## The exercise
Repeat the entries below word for word, leaving out the pictures.

[Stored data entries]

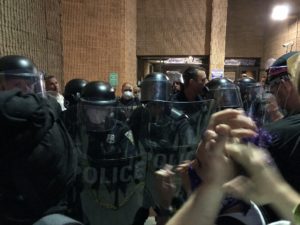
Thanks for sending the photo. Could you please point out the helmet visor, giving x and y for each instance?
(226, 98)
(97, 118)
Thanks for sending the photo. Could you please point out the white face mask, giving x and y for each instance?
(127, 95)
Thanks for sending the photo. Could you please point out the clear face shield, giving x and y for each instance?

## Solution for this problem
Thanks for sending the photo. Could you please point out the helmet visor, giving x and y for each instance?
(226, 98)
(97, 118)
Thanks for sending the photo. Could you please point out the white face mask, giving x and y for each instance?
(127, 95)
Thanks for sending the photo. Could you please point out the clear face shield, giving x and y for each instance?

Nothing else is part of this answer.